▸ **The problem**
Copy out all the lines of the data that hold the word "below".

-- Data follows --

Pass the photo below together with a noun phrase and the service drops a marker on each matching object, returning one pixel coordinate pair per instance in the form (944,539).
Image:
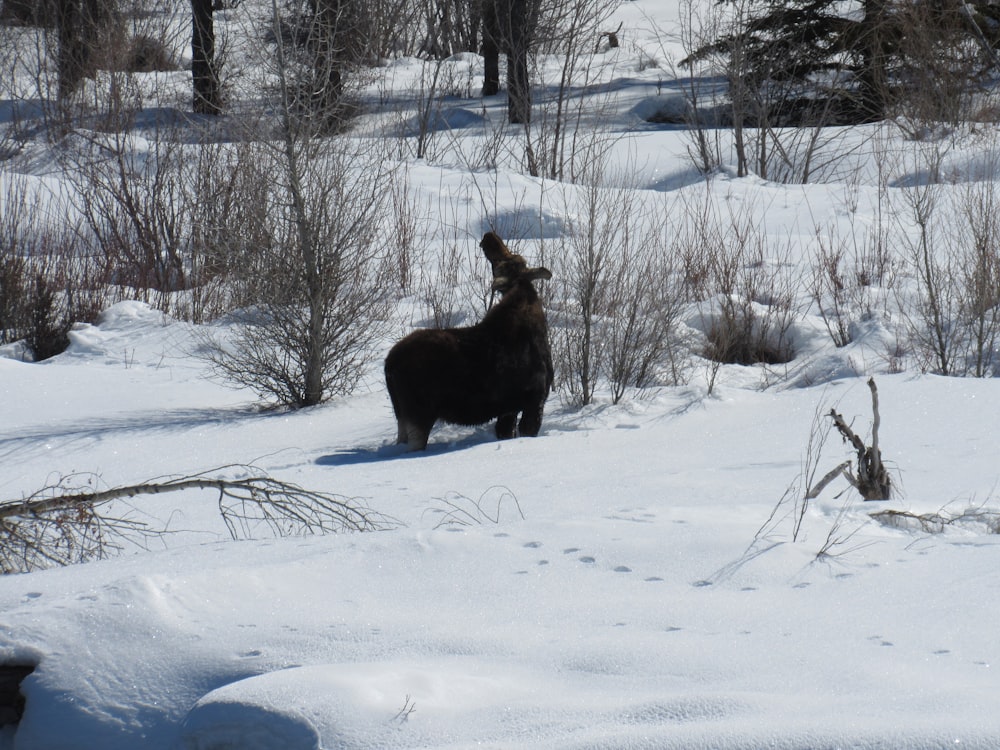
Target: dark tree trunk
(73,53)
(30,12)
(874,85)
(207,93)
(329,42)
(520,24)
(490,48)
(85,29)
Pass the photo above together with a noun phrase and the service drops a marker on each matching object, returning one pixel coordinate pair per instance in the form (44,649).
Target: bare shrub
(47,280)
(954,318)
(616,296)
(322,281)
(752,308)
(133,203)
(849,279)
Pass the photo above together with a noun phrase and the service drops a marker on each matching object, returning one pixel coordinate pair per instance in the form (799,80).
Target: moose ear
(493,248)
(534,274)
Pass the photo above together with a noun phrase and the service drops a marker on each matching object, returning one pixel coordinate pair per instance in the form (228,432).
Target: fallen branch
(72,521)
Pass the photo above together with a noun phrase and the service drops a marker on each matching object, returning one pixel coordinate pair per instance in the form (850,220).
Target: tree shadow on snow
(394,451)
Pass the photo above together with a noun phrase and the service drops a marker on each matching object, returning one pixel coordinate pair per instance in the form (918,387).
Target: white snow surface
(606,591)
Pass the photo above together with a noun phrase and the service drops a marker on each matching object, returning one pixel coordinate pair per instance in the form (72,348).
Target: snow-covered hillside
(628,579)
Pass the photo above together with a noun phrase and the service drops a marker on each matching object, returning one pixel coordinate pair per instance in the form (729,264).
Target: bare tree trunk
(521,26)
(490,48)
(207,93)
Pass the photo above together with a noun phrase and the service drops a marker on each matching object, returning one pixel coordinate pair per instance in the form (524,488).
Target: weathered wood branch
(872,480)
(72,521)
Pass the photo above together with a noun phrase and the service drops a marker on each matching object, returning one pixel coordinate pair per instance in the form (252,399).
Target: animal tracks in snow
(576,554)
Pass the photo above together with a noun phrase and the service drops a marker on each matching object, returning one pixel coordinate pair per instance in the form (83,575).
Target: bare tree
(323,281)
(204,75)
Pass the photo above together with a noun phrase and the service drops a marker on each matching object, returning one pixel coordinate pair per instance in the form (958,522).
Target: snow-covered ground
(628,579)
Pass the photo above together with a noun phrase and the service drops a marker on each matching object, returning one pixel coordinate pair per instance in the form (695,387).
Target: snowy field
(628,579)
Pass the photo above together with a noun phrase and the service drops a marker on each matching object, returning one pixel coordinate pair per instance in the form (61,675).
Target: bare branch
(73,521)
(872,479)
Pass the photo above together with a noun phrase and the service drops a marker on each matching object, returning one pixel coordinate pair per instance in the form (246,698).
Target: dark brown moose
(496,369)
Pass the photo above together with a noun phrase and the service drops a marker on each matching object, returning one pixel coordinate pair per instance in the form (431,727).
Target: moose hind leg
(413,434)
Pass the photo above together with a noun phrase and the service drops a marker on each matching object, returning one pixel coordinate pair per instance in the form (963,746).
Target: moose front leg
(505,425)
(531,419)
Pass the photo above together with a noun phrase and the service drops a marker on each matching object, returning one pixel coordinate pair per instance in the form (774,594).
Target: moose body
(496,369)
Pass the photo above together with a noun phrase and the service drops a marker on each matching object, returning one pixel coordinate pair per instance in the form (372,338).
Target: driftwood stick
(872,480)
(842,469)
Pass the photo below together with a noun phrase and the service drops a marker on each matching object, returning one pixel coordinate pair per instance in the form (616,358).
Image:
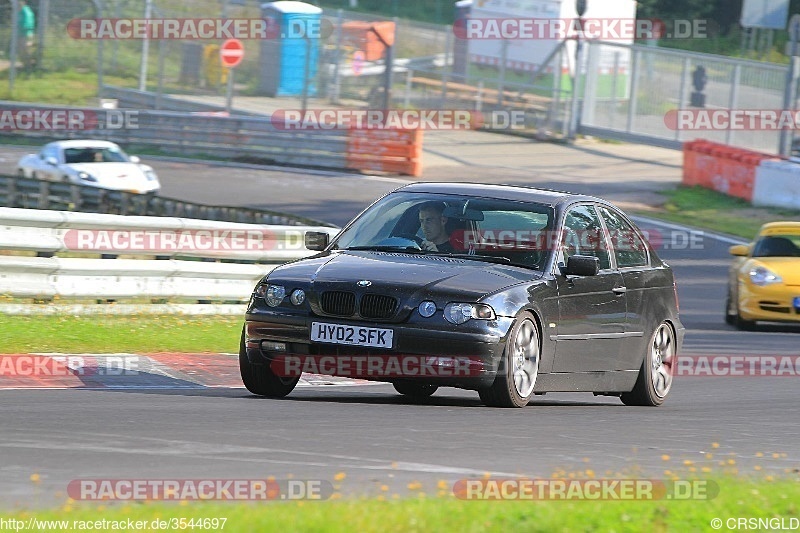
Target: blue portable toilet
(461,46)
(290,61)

-- Data concluded --
-- Data follows --

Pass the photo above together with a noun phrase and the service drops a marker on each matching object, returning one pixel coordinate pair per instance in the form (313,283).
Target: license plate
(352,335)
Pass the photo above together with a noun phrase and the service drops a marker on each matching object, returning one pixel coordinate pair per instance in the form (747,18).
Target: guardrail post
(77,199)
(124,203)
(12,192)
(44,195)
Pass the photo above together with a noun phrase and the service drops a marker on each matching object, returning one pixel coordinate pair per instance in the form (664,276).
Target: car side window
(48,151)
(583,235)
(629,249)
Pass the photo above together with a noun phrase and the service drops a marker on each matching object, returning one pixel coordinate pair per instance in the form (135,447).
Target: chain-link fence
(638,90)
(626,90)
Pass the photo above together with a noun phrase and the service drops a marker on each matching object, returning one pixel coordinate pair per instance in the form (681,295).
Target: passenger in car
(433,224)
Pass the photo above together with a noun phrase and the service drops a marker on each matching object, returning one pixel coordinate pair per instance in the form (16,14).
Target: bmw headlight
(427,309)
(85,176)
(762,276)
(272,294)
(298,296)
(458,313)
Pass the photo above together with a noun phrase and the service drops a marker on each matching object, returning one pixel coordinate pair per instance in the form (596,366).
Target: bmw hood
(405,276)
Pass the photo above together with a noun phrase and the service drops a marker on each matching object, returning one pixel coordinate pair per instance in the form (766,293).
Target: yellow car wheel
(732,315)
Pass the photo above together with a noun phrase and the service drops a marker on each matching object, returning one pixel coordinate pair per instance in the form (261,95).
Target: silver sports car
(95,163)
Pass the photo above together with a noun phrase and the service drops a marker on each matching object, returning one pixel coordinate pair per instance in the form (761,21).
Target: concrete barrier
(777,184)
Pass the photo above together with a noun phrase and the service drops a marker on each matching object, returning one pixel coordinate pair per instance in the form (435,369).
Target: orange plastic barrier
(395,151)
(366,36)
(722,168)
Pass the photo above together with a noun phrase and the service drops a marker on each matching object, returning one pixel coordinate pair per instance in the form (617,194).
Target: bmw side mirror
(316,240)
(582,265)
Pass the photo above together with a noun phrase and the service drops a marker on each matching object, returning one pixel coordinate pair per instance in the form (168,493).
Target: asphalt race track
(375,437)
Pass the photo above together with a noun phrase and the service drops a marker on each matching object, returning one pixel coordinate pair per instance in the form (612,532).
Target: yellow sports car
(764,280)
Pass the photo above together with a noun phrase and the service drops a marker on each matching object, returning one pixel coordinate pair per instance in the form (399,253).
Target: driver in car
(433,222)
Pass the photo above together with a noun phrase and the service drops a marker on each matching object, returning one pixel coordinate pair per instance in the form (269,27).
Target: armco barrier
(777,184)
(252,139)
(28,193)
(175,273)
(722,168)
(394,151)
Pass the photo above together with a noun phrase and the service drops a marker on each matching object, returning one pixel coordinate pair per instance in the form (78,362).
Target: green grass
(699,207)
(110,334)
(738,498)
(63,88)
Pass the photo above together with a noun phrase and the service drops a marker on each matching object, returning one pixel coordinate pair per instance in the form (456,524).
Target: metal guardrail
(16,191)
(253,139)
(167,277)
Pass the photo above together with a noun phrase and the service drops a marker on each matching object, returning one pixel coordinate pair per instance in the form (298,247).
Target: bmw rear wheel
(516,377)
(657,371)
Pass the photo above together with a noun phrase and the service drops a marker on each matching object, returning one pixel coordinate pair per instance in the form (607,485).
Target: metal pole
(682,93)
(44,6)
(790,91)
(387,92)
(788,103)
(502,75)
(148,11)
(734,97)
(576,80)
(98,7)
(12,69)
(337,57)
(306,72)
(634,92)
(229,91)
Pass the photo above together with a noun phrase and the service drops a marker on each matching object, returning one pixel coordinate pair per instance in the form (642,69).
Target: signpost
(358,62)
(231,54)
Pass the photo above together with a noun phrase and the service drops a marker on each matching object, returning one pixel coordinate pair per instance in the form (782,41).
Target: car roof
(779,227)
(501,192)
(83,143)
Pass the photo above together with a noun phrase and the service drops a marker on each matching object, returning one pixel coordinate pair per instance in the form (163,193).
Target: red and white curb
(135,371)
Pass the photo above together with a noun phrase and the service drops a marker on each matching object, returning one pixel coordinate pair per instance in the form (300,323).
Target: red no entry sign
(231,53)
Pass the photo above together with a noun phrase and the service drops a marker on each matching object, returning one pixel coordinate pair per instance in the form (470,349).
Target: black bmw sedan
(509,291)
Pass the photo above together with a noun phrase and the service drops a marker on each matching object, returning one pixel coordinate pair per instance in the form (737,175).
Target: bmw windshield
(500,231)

-- Data concluded --

▸ **The completed task**
Pass the photo below together with a noun phrase and the service drops a marker on each matching object, returning one pixel coordinate pair per instance in the form (944,539).
Pass the photo below together with a noun phrase and the service drops a marker on each matching object, returning one pixel coordinate pair per instance in the form (616,358).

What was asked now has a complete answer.